§ ABOUT THIS EXERCISE:
Could you copy out word for word the part of the text below about dreaming of joining the circus, starting at "If I had a dime" and ending at "the French Quarter."?

§ EXCERPTED TEXT:

───

If I had a dime for every time I’ve fantasized about dropping out of school and joining the circus, I would probably have enough dimes to start a circus. At the very least, I would have enough dimes to employ some street performers from the French Quarter.
However, mimes and people painted silver are not typically what I envision of when I imagine the circus. When I think of the circus, I imagine the world of Kafka’s Hunger Artist, Katherine Dunn’s Aquaboy, and Tod Browning’s Feathered Hen.
I’m not sure whether or not those kinds of places are still in existence. If they are, I would be pleasantly surprised. If they are not, I blame their disappearance on the masses’ ever-increasing desire for political correctness and ever-decreasing attention spans.
Having never actually gone to a circus, I cannot say for sure how close my assumptions about these three-ring spectacles are to reality. Perhaps it is precisely because I have never been to a circus that a life of tightrope walking and lion taming seems so glamorous to me.
Unfortunately, even if I did drop out of college, I don’t know what circus would take me. After spending the last three years studying creative writing, Spanish, and women’s studies, I’m not sure what kind of skills I’d have to offer under the big top.

───

§ INPUT DATA:

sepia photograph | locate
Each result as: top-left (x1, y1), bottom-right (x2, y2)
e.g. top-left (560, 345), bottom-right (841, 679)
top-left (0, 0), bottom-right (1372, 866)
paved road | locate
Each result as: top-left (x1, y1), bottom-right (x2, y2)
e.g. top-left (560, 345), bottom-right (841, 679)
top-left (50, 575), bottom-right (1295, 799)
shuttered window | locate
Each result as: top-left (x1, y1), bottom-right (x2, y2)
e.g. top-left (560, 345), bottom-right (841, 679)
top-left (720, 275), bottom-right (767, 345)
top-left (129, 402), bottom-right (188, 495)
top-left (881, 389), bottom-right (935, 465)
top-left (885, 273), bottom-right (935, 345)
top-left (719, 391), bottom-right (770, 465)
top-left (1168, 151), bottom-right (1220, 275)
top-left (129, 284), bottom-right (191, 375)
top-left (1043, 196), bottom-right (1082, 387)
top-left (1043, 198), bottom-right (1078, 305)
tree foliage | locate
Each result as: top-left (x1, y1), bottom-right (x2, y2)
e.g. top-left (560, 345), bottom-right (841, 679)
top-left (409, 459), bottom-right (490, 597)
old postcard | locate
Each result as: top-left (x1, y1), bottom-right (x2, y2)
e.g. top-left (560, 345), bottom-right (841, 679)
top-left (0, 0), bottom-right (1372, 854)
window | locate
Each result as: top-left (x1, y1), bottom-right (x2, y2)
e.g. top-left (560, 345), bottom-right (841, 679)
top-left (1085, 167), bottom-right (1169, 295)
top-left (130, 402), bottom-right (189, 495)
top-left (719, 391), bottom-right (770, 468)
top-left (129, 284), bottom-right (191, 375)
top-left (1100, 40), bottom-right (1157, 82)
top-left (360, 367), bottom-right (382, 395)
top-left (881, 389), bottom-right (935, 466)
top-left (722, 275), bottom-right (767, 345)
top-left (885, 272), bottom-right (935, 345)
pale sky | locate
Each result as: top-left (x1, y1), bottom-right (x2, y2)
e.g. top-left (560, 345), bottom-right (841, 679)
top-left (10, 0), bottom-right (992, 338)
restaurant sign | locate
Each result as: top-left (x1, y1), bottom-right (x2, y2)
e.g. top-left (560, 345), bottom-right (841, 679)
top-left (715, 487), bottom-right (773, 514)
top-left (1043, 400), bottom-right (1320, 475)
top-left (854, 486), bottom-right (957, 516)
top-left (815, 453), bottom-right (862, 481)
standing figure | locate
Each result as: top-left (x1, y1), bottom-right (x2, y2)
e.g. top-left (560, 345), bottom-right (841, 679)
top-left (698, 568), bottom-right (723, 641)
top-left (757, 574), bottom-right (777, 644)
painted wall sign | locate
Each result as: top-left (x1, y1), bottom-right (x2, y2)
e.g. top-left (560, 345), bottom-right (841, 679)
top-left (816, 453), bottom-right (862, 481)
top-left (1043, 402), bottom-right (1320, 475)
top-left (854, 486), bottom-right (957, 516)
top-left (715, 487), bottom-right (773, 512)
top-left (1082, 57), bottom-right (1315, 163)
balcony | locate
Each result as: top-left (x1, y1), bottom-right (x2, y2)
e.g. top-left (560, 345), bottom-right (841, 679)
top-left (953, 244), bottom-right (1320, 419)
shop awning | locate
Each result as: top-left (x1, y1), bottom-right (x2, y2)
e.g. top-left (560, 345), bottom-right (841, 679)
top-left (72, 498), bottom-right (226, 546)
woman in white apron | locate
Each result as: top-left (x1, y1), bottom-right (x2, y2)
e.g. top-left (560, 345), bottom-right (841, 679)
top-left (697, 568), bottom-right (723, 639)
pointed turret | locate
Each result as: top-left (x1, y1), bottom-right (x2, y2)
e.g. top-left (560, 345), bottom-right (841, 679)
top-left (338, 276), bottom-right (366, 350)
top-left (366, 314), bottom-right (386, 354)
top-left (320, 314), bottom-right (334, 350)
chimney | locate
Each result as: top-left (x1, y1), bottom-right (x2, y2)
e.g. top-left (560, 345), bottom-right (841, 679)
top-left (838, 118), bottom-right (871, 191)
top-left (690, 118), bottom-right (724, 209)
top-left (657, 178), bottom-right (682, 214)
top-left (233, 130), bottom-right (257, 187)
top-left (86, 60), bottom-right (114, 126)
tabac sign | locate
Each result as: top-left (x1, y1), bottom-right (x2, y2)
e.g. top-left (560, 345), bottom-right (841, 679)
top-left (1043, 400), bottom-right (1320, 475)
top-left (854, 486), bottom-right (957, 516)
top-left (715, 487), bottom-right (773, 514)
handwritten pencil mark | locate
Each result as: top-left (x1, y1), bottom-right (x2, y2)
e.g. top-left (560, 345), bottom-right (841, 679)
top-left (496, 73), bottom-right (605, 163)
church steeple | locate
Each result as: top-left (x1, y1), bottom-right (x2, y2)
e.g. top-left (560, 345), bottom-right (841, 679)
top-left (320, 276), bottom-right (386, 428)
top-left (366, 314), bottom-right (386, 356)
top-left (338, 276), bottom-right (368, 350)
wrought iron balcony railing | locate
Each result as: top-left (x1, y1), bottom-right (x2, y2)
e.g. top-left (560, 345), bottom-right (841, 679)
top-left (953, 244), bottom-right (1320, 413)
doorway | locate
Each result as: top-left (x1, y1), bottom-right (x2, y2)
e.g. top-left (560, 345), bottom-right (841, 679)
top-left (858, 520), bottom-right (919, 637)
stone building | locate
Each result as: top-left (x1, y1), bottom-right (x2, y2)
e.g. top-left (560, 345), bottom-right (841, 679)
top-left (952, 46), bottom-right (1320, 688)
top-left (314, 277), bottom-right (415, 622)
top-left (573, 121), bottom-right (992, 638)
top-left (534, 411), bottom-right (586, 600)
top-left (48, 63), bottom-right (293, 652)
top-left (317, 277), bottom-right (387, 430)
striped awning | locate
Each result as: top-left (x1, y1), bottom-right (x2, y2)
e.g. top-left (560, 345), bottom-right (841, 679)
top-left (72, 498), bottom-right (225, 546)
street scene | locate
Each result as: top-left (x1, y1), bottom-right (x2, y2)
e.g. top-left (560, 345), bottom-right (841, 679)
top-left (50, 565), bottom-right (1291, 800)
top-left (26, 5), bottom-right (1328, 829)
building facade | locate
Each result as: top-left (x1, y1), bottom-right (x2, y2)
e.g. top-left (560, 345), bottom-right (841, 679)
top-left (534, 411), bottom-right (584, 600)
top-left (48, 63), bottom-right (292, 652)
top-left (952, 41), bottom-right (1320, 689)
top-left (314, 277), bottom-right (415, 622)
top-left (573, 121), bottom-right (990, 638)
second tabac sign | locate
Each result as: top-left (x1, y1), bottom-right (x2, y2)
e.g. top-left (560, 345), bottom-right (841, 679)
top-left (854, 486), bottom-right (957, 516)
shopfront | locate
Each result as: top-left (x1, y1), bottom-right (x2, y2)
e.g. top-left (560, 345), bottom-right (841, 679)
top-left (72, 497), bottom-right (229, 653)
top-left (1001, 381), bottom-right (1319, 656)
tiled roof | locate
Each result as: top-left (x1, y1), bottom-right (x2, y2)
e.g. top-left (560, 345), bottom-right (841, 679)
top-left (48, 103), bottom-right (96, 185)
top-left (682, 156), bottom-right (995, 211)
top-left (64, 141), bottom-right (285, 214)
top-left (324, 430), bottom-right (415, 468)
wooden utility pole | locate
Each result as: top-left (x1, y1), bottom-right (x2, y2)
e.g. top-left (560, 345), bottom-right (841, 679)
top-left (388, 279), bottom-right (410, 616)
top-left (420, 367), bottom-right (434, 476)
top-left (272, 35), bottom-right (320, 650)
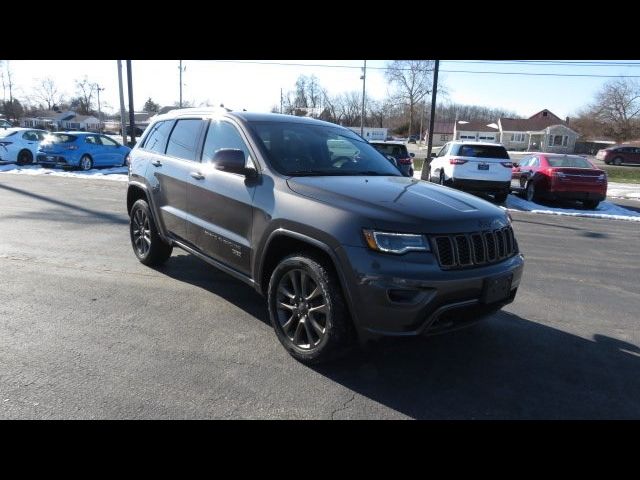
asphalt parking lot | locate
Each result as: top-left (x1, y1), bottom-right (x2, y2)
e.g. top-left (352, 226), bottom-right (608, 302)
top-left (0, 175), bottom-right (640, 419)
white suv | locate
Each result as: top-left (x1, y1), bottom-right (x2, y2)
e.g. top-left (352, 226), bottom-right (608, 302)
top-left (422, 142), bottom-right (513, 202)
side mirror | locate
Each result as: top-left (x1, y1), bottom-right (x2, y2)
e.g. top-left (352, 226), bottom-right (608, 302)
top-left (213, 148), bottom-right (248, 175)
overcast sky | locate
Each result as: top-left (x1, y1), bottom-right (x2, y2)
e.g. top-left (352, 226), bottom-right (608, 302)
top-left (9, 60), bottom-right (640, 117)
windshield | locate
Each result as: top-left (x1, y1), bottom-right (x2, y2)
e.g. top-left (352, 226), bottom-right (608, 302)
top-left (371, 143), bottom-right (409, 159)
top-left (251, 122), bottom-right (401, 176)
top-left (45, 133), bottom-right (78, 143)
top-left (547, 157), bottom-right (593, 168)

───

§ TASK SOLUTION:
If I had a dime for every time I’ve fantasized about dropping out of school and joining the circus, I would probably have enough dimes to start a circus. At the very least, I would have enough dimes to employ some street performers from the French Quarter.